§ **ACTIONS TO TAKE**
A – In the solar utility article, condense the paragraph that begins "The JEA began the solar program" into a short bulleted list that keeps its main facts.
B – From the solar utility article, return the passage from "With a solar" up to and including "Solar Energy Center.", copied word for word.

§ **SOURCE TEXT**
'''

Utility will help customers go solar
JEA to pay portion of equipment costs

By David Bauerlein
Times-Union staff writer

Jacksonville is a Sun Belt city in the Sunshine State. The minor league baseball team is called the Suns. City Hall's logo for its Better Jacksonville Plan construction program shows a fiery sun.

For a source of energy, the city utility is looking at the sun as well.

A new JEA program will help pay the cost of installing solar equipment in homes and businesses, making the purchase more affordable for customers who want to harness the sun's heat as a power supply and reduce their electric bills.

Anytime a JEA customer buys solar equipment from a JEA-authorized installation company, the utility will write a check to the company for a portion of the cost. The JEA expects the company will use the JEA's contribution to reduce the consumer's price by roughly 25 percent.

For example, a solar system that heats water in a home would ordinarily cost a consumer $3,000 to $4,000. But with the JEA's contribution, the company selling the solar equipment could reduce the price it charges the consumer by $800 to $1,280, JEA officials say.

With a solar hot water system, the savings on electric bills will pay back the cost of the solar equipment in five to nine years, according to the Florida Solar Energy Center.

The Florida Solar Energy Center provides reams of information about solar power. For more information from the center's Internet site, go to jacksonville.com; keyword: solar.

The JEA began the solar program on a pilot basis Feb. 1 and plans to kick off a marketing campaign in April to coincide with Earth Day. It has set aside $450,000 for the program through the end of September and hasn't decided how much to earmark in the next fiscal year.

The JEA pledged in a 1999 agreement with the Sierra Club and American Lung Association to pursue "clean" energy sources such as solar power that offset smokestack emissions from generating stations that burn coal and oil.

By 2007, the JEA wants solar power to produce 0.1 percent of its overall generating capacity. The power from solar would be equivalent to the average electric consumption of 3,000 homes, according to the utility.

Other utilities serving Northeast Florida say the high cost of solar equipment keeps it from being an attractive feature.

Florida Power & Light, which serves parts of Duval, Clay and Nassau counties, offers financial incentives for customers to install high-efficiency central cooling and heating systems, repair air-conditioning-heating ducts, and add ceiling insulation. Clay Electric Co-op, which primarily serves Clay County, will provide loans for such things as energy-efficient electric water heaters.

Florida Power & Light offered rebates for solar-heated water for years, but ended the program in 1997. The program helped individual customers but, given the cost, it didn't do enough to affect the electric rate paid by all customers, company spokesman Bill Swank said.

"Over time, as more systems are installed, the cost might go down," said Sherman Phillips, manager of energy services at Clay Electric.

'''

[Saved entries]
'''

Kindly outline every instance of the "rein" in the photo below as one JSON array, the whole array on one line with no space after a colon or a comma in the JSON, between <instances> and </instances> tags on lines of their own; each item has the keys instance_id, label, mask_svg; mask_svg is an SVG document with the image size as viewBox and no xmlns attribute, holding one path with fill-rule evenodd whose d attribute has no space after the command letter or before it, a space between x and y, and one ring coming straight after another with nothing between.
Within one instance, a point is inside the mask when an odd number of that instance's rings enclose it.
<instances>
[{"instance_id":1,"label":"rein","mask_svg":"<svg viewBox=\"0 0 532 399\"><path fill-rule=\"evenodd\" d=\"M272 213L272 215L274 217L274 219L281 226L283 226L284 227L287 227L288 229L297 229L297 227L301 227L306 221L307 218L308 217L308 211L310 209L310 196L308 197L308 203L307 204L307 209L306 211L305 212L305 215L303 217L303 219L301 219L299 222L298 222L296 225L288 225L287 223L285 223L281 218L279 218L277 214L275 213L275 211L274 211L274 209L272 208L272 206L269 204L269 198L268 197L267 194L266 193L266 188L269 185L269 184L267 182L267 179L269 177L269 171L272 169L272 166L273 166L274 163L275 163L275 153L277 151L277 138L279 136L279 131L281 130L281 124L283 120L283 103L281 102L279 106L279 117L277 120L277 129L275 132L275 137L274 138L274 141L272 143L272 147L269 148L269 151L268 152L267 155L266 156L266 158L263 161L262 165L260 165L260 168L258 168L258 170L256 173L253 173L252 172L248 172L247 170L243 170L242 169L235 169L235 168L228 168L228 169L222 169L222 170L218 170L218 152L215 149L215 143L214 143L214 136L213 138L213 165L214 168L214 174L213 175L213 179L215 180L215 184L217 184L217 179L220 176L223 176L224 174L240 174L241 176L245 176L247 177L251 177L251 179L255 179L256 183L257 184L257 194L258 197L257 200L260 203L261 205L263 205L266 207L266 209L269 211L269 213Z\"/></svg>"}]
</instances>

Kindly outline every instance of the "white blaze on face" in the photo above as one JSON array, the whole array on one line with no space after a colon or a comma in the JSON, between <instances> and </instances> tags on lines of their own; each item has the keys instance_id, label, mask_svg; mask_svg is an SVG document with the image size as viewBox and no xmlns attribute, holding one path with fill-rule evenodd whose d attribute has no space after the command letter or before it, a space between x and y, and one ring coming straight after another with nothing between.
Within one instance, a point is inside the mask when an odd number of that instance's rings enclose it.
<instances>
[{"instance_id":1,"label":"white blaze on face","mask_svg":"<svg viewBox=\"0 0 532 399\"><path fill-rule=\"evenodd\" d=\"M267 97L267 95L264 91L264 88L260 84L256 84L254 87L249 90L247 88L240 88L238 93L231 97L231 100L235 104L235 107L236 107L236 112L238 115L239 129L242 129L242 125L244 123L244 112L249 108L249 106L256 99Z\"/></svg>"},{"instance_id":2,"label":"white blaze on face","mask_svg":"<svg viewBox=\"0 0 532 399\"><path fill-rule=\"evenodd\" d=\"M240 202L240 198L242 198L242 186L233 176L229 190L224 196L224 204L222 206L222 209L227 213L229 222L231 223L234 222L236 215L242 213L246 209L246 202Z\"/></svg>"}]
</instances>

'''

§ **FULL ANSWERS**
A –
- JEA started the solar program as a pilot on Feb. 1.
- A marketing campaign is planned for April, timed to coincide with Earth Day.
- $450,000 is set aside for the program through the end of September.
- Funding for the next fiscal year has not been decided.

B –
With a solar hot water system, the savings on electric bills will pay back the cost of the solar equipment in five to nine years, according to the Florida Solar Energy Center.